- _Passage_:
- - - - -

Cover V01, I03
Article
Sidebar 1
Sidebar 2

sep92.tar


Sidebar: What Uses Regular Expressions?

Regular expressions are a way of representing string patterns for searching in the UNIX editors, search programs, and the awk programming language. They provide a way of representing a general string pattern that could match either a specific fixed string, such as someone's name, "Larry," or any number of possible strings, such as "[Ll]arry," which matches whether the string is capitalized or not.

The editors ed, ex, and vi; the stream editor, sed; the search programs grep and egrep (but not fgrep); and the awk language all use regular expressions in their searching operations. Other programs not included with UNIX but frequently found on UNIX systems, such as emacs and Perl, also use regular expressions. Furthermore, even programs that you write can use regular expressions, since the regcmp(1) program will precompile a regular expression into a C program, usable by shell scripts, and the regcmp(3G) function call will allow the use of regular expressions from within another C program.

Certain characters function as metacharacters -- that is, as characters that can be used either as commands or as literals in a fixed string. However, if a metacharacter is to function as an ordinary character, it's necessary to insert a symbol to prevent its being interpreted as a command. This is rarely a serious problem, since the metacharacters are punctuation characters that do not usually appear with the alphanumeric characters commonly used for searching.

The metacharacter most likely to be needed as a fixed character is the period (.), which might appear as a decimal point in the midst of a number you are searching for. If you specified "23.45", for example, since the period as a metacharacter stands for any character, you have actually asked for "23" followed by any character followed by "45". Since an actual period could be the "any character," this might work just as written, but if the search finds "23945," that would match, too! To force the period to be simply a period, put a backslash (\) in front of it, "23\.45". This is known as "escaping" the metacharacter. But if the backslash is used as an escape metacharacter, how do you specify the backslash? Use "\\", which makes the backslash metacharacter a regular backslash.

The vi editor is a screen-oriented front end to the ex editor. When you use vi's slash command (/) to search, most of the regular expression metacharacters will work, but some do not. However, a few more of the metacharacters work with ex. Recall that any command in vi beginning with a colon (:) is really an ex command: thus, ":s" is the ex substitute command, which searches for a regular expression and replaces it with another regular expression. So, all of the regular expressions that do not work in vi but do work in ex can be made to work by using the equivalent ex colon command.

- - - - -

- _Brief 1_:
Return every line of the records that contains the word "distant".
The sidebar and the records have no connection to each other.

Named region outline records
- - - - -

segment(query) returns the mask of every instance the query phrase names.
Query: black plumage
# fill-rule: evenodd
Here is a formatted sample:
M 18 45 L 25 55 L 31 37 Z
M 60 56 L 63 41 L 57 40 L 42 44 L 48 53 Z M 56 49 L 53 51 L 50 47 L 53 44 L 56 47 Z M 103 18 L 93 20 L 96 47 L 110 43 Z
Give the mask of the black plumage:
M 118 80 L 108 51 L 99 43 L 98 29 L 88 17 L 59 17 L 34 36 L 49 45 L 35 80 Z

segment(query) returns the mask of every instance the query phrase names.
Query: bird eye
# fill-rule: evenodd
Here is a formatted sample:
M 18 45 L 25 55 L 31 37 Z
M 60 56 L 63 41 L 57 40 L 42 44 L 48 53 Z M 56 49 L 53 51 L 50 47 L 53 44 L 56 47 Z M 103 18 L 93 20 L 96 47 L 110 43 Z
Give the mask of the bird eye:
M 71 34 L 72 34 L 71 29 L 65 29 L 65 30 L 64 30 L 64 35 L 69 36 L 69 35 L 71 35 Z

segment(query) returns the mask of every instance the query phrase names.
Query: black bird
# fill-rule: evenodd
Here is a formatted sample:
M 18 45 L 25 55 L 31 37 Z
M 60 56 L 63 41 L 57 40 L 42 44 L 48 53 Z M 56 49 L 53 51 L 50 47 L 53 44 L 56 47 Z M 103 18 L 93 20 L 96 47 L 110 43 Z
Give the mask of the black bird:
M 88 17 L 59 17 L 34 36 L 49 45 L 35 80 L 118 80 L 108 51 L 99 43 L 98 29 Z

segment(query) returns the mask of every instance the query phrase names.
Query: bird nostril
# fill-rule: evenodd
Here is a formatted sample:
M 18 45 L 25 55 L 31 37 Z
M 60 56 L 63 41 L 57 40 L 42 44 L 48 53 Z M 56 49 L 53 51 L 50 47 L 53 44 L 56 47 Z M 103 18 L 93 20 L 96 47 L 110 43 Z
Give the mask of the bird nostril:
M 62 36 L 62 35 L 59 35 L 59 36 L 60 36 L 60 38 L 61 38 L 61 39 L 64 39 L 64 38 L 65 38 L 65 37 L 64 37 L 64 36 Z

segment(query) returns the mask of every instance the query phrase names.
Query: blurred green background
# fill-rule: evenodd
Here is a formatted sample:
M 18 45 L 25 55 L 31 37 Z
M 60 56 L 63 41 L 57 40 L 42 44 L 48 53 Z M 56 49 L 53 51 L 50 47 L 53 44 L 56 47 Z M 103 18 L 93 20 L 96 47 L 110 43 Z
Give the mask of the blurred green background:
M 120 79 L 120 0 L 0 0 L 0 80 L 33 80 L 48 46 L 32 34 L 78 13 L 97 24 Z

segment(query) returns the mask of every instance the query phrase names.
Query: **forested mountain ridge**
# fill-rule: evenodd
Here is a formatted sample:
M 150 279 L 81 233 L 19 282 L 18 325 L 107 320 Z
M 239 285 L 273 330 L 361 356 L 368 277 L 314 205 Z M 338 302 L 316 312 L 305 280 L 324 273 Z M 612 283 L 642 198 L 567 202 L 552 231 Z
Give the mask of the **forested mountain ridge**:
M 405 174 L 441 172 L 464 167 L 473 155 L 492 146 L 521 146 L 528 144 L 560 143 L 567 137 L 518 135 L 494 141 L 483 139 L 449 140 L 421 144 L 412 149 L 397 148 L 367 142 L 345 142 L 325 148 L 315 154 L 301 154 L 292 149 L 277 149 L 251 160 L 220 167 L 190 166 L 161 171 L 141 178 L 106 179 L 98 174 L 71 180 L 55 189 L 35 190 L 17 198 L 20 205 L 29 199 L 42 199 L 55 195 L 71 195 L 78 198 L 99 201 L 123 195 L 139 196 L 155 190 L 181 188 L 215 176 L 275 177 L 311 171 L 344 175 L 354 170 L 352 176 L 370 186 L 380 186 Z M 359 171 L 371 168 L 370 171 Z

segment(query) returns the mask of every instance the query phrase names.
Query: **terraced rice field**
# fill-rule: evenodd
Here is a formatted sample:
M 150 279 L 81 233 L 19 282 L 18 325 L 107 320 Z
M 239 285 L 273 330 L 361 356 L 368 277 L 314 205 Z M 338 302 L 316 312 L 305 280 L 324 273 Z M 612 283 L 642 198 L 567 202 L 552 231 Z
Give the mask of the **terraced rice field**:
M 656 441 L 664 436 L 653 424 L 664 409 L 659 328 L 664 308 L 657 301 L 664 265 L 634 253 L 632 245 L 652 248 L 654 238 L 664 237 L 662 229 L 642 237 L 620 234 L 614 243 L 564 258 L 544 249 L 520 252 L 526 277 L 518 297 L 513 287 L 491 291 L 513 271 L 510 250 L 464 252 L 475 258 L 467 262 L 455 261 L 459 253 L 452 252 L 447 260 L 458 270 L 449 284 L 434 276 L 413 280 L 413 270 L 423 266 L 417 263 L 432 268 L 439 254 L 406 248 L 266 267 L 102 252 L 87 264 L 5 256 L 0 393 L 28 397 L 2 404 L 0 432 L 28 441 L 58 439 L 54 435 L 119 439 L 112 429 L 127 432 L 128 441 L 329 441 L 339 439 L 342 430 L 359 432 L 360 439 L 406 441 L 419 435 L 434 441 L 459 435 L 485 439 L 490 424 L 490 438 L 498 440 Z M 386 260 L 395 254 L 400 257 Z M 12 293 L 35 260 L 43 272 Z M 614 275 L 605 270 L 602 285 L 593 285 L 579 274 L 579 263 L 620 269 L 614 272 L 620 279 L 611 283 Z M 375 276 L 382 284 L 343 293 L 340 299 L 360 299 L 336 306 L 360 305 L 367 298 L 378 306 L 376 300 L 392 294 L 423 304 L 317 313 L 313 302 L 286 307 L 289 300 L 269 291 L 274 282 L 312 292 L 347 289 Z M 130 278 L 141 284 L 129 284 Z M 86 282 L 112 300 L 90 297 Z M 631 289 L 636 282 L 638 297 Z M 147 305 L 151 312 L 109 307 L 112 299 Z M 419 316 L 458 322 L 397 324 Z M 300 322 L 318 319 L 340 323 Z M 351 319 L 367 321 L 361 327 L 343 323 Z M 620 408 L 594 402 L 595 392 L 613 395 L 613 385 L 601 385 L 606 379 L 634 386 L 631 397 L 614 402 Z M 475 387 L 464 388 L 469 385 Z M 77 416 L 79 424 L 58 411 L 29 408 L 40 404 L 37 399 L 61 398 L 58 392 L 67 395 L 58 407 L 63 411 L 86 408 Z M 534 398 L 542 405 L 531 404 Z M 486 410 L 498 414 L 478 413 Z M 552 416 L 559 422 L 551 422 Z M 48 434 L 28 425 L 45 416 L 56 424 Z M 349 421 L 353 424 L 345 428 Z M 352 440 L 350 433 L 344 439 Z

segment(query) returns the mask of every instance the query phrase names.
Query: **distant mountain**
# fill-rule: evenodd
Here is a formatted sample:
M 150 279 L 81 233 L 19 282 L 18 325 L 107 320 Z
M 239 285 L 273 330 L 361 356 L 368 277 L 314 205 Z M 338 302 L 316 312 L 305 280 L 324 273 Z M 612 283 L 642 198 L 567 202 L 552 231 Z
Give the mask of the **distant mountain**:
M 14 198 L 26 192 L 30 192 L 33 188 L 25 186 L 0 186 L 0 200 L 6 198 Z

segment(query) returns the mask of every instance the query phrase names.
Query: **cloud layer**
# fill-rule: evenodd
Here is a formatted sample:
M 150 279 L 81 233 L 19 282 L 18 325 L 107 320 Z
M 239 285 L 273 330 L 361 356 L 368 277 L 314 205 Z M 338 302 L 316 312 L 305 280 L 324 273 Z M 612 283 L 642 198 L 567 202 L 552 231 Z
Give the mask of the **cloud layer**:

- - - - -

- _Brief 2_:
Summarize the sidebar in two sentences.

- _Task result 1_:
Query: **distant mountain**
Give the mask of the **distant mountain**:

- _Task result 2_:
Regular expressions represent string patterns for searching in UNIX editors, search programs, and the awk language, and they are used by ed, ex, vi, sed, grep, egrep, emacs, and Perl, as well as by programs you write through regcmp. A metacharacter such as the period must be escaped with a backslash to act as an ordinary character, and regular expressions that do not work with vi's slash search can be made to work by using the equivalent ex colon command.